Only the pictures are to be left out; return the rest of the data exactly as it stands.

§ RECORDS FOR THE EXERCISE:
>>>

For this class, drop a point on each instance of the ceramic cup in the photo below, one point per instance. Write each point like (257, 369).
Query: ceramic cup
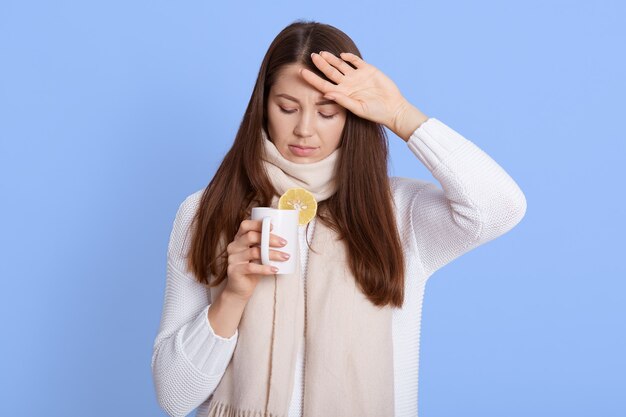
(285, 224)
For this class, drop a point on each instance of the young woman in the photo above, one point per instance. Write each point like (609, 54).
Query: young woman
(341, 336)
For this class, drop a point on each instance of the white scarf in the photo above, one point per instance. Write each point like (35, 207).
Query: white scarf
(348, 367)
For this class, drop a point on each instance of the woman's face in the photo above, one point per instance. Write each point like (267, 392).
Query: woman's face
(304, 126)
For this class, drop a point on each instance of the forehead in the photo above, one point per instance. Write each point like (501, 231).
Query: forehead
(289, 81)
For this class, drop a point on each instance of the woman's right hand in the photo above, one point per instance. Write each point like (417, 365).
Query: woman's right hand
(242, 274)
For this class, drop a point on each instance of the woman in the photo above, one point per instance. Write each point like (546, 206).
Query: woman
(341, 338)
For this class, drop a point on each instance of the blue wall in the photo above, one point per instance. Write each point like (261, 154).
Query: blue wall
(111, 113)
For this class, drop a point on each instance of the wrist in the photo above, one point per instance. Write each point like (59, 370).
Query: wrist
(231, 297)
(407, 119)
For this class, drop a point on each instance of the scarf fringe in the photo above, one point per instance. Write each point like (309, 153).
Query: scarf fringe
(219, 409)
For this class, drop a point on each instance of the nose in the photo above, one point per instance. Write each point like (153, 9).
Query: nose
(305, 125)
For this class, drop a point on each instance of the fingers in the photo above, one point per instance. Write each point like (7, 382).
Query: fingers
(249, 268)
(333, 67)
(250, 234)
(254, 253)
(248, 225)
(353, 59)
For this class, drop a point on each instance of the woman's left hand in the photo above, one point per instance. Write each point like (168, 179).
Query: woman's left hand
(365, 91)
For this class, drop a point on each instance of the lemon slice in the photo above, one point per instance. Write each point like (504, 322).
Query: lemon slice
(299, 198)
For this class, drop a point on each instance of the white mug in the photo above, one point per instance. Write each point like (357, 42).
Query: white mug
(285, 224)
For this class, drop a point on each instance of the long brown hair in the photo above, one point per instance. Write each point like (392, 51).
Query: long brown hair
(361, 210)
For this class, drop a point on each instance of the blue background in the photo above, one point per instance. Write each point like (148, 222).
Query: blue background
(111, 113)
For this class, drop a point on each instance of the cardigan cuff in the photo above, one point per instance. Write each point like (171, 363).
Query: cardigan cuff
(207, 351)
(433, 141)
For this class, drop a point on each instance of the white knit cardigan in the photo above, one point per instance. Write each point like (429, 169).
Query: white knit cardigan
(477, 202)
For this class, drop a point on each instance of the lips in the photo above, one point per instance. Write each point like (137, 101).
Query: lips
(301, 150)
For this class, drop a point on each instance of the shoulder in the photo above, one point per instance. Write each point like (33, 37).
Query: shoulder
(404, 189)
(187, 208)
(182, 222)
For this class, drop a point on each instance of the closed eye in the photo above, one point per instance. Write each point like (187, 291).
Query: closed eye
(321, 114)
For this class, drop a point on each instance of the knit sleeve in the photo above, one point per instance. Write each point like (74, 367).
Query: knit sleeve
(188, 358)
(477, 202)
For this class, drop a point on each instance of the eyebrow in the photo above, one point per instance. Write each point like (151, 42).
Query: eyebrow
(319, 103)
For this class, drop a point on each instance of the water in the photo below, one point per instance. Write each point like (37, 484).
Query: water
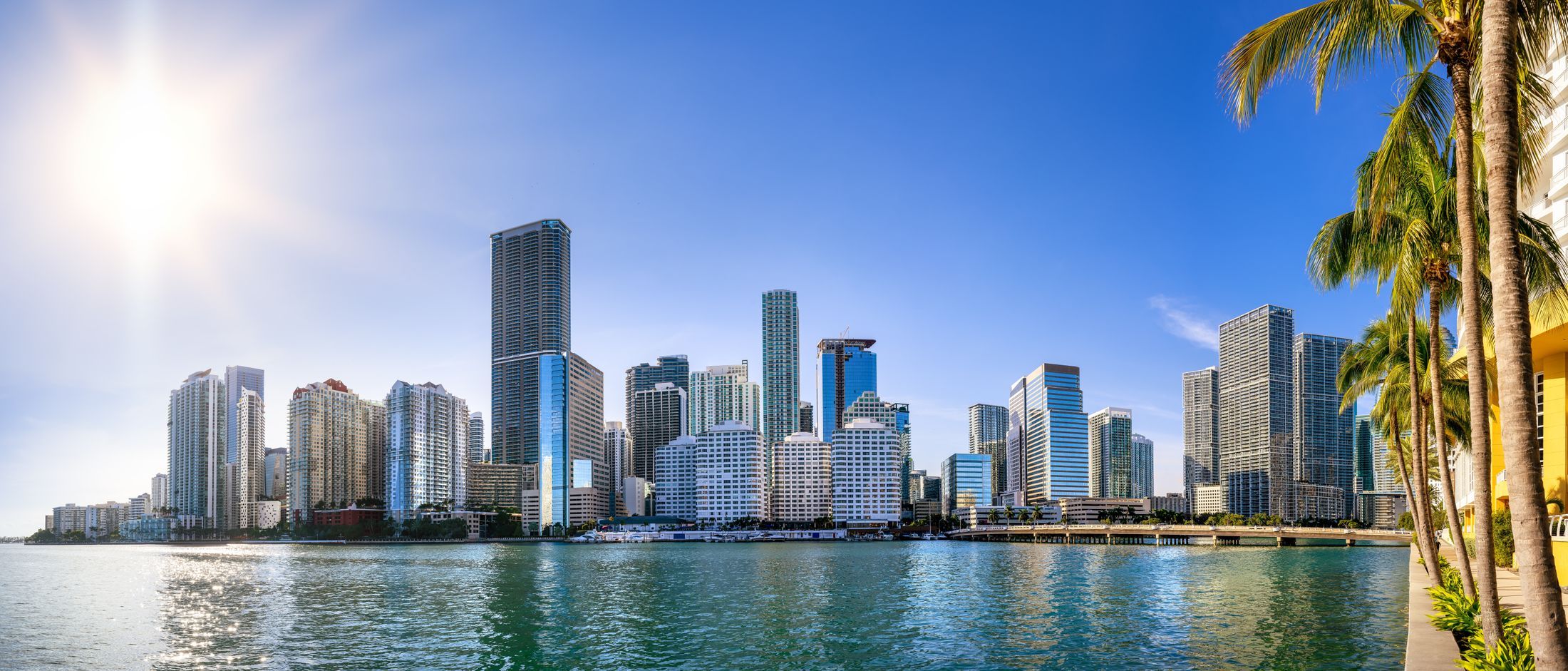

<<<

§ RESPONSE AREA:
For this class, drop a point on each instance of the ceramic cup in the photo below, one point per instance. Write each point like (257, 369).
Query: ceramic cup
(285, 224)
For this class, drop a point on each instance of the young woman in the photo above, one point per instance. Write each point like (609, 54).
Query: young woman
(341, 336)
For this class, drop a point on each instance of the white scarf in the photo above, one point per instance. Write each point like (35, 207).
Query: white scarf
(348, 367)
For this class, drop a point on each instance of the woman's face in the photo above, one point per instance. Write each point like (267, 392).
Query: woman's face
(304, 126)
For this class, drop a point on each instance of the forehead in the photo above, one point per instance. Write each point like (501, 231).
Query: forehead
(289, 81)
For this class, drop a point on each instance of the woman's right hand in the photo above, one point per instance. Write each point like (417, 365).
Query: woman's right hand
(242, 274)
For this class, drop a point on each instance of the woman in the photo above, one point per instance. Write each point like (546, 206).
Query: woman
(341, 338)
For this class, drop a point on each instance of the blue wall in the photo above, one point per instance. Write each point like (261, 154).
Query: blue wall
(111, 113)
For this class, drop a point on each instance of the wrist in the photo above, one point per instance. Write each point like (59, 370).
Query: wrist
(231, 297)
(407, 119)
For this class, drop a point on each instance of the scarf fringe in the photo above, one point per instance. Write each point like (309, 153).
Query: scarf fringe
(219, 409)
For this class, drop a point on each instance of the nose in the photo above, one point per instance. Write each point like (153, 9).
Query: nose
(305, 125)
For this class, drop a point on each instance of the fingers in the photo above, one point per instance. Write each point like (7, 382).
Query: fingers
(249, 268)
(333, 67)
(250, 234)
(254, 253)
(248, 225)
(353, 59)
For this class, drop a point on each instance of the woman's left hand in the photo above, one point per instance. Write each point like (168, 179).
Query: woman's left hand
(365, 91)
For this class, drop a point on each instance of the lemon slice in the photo above, one point per instance. Write each point like (504, 322).
Query: lemon slice
(299, 198)
For this class, drop a point on each instance of the white mug in the photo above, one point per instance. Write each point like (357, 42).
Query: white mug
(285, 224)
For this class, drop a point on each instance of the long brown hair in the photo above, one point per instance. Write each point like (392, 51).
Query: long brown hair
(361, 210)
For this class, drop a point on each instance of the blue background in the photo above, one point per instance. Write each point like (148, 222).
Query: blue background
(111, 113)
For this class, drop a point on each instance of the cardigan cuff in the photo above, one point per instance. Write each point like (171, 363).
Query: cardigan cuff
(207, 351)
(433, 141)
For this class, drop a point on each instance of the white knit cardigan in the photo above, one point per instance. Write each point like (429, 169).
Query: white knit cardigan
(477, 202)
For this class, drop a point on each instance of the lips in the photo above, one point per instance. Write each point like (137, 101).
Query: lips
(301, 150)
For this class, drop a point on each instance of the shoulder in the photo above, one point per instance. Write each point like (33, 37).
Query: shoulder
(404, 189)
(187, 208)
(182, 222)
For this class, drop a point on each instance of the closed eye in the photo above, one point per instance. Write each point like (187, 291).
Query: closed eye
(321, 114)
For this class, drop a point on each instance of the knit sleeve in the photo above, one point per instance. Write each point like (74, 367).
Query: knit sleeve
(188, 358)
(477, 202)
For this class, drop a point on each instance of the eyebrow in the photo above, one point per instance. Write each point like (151, 42).
Query: eyebrow
(319, 103)
For this class, drop a point on each instance of the water in the photo below, one point per instance. Write each point like (37, 484).
Query: water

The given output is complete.